*The data*:
--
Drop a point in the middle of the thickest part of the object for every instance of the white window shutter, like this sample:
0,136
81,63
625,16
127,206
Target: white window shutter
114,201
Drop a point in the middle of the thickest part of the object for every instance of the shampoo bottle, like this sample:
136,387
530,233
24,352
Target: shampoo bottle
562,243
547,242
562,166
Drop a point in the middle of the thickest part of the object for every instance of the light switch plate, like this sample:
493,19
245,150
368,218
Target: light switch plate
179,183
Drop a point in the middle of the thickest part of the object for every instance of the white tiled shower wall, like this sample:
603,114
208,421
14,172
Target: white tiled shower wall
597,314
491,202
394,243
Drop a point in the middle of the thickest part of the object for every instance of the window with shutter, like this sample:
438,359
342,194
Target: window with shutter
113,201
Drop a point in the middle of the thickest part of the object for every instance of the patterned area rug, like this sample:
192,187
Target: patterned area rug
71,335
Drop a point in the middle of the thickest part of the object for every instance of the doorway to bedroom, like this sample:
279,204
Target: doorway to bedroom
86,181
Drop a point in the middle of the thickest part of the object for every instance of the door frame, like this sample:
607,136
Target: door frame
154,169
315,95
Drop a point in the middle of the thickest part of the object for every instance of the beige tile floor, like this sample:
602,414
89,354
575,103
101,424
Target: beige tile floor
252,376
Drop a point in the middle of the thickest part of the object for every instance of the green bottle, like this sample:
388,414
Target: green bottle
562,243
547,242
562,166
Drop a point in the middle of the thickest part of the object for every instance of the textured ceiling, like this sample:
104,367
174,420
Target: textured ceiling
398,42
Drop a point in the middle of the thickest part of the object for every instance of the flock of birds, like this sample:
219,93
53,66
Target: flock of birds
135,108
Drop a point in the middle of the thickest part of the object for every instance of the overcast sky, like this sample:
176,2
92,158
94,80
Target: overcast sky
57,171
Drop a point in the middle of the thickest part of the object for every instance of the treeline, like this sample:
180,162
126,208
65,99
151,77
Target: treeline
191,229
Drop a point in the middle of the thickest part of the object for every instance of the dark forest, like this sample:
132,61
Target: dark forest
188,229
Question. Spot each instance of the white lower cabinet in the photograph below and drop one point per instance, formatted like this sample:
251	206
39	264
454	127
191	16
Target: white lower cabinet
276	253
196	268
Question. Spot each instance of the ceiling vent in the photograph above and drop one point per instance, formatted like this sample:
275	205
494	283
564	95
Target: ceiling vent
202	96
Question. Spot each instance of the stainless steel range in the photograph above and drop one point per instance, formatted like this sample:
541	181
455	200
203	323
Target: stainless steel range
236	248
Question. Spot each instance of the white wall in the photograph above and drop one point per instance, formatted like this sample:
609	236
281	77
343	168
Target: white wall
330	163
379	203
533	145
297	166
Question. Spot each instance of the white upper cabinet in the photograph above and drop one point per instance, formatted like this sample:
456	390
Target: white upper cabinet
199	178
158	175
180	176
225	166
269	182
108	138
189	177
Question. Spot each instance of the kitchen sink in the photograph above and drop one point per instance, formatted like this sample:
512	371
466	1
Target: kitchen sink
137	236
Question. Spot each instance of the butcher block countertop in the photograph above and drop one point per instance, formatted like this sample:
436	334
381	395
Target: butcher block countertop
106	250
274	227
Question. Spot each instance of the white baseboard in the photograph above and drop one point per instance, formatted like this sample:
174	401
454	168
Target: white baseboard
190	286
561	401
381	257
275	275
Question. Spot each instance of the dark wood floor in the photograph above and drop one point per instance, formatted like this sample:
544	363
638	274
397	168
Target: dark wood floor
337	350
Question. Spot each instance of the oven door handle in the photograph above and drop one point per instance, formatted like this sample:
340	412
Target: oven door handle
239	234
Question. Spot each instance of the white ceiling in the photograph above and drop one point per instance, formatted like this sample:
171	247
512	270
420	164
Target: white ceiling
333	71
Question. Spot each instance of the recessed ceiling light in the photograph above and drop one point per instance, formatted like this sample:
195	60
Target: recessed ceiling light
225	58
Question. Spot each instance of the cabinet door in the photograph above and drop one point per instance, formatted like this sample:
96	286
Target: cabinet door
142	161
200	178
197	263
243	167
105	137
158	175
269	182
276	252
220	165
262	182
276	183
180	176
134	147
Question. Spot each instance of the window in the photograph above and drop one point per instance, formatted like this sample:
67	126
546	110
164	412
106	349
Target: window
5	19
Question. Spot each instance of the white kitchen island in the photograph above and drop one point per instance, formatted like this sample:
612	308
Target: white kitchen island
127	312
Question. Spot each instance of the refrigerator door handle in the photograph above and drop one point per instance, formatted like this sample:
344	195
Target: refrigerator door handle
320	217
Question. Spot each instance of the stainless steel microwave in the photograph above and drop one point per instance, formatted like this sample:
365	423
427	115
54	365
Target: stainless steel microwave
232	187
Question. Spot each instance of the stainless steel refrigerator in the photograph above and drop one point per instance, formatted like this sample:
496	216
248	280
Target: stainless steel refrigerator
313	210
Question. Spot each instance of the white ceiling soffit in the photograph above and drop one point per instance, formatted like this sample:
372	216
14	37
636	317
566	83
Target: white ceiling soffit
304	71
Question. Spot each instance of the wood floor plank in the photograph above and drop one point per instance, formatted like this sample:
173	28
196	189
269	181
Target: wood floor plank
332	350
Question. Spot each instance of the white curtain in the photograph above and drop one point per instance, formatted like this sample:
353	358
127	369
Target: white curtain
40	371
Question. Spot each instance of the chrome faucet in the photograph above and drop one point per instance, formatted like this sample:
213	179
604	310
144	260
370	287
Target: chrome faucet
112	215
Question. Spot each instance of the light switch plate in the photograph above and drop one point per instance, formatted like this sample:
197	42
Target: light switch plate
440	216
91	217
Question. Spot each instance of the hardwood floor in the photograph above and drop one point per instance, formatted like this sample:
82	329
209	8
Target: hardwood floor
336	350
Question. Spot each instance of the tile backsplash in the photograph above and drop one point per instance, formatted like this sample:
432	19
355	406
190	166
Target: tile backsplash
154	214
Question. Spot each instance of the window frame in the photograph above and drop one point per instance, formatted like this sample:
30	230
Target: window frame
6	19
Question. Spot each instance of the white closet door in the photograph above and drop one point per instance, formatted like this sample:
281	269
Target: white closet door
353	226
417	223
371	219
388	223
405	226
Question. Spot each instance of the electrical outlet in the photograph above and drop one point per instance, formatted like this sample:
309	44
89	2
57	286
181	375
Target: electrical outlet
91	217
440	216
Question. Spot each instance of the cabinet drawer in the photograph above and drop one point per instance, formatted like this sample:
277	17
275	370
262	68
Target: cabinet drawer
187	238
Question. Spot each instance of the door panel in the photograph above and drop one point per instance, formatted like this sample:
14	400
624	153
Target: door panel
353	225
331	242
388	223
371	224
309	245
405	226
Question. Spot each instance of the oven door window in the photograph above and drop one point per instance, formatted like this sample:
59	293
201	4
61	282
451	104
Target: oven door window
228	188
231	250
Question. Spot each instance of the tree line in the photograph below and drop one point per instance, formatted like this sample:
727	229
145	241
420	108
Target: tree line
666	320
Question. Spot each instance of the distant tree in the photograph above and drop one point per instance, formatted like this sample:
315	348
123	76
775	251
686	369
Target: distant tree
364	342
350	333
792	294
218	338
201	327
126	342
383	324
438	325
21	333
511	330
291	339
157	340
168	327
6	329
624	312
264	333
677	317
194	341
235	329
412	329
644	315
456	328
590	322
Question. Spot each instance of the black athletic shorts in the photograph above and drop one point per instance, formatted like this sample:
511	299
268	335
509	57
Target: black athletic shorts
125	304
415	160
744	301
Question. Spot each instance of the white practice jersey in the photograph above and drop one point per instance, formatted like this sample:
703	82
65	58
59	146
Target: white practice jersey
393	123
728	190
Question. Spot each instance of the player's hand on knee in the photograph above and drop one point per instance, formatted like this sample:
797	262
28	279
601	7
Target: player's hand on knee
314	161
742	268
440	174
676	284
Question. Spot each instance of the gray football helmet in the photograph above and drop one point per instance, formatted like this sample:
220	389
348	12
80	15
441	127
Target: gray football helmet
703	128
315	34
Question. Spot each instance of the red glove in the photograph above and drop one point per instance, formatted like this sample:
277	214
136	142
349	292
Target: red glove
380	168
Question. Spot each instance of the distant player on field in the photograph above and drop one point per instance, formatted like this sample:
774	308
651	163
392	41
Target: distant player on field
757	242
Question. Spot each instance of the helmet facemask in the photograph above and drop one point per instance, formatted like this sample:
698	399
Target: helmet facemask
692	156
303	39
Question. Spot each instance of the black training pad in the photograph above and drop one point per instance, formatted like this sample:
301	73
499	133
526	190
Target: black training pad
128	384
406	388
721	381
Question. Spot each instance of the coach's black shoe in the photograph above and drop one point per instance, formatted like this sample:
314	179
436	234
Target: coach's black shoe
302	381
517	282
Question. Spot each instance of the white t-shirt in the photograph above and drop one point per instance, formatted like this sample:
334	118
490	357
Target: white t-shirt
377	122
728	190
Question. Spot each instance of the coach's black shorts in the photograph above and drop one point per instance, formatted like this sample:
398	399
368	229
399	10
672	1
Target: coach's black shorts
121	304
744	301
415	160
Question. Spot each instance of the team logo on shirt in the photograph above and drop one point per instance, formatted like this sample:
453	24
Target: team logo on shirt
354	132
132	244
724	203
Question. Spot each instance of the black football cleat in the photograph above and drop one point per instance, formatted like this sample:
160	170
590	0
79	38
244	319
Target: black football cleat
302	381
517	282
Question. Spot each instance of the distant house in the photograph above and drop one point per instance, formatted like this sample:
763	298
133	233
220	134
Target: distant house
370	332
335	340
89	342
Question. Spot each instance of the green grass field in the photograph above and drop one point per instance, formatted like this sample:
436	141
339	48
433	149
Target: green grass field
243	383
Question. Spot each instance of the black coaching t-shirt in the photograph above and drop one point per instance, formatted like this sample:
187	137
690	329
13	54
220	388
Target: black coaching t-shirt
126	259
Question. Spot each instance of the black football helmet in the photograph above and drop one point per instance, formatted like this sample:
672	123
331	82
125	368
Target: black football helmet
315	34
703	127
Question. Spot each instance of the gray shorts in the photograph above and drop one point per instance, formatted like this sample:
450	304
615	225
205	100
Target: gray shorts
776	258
--
*Your objective*: A line in the material may hold the string "below". Report how many do, and write only the number.

*Written solution*: 2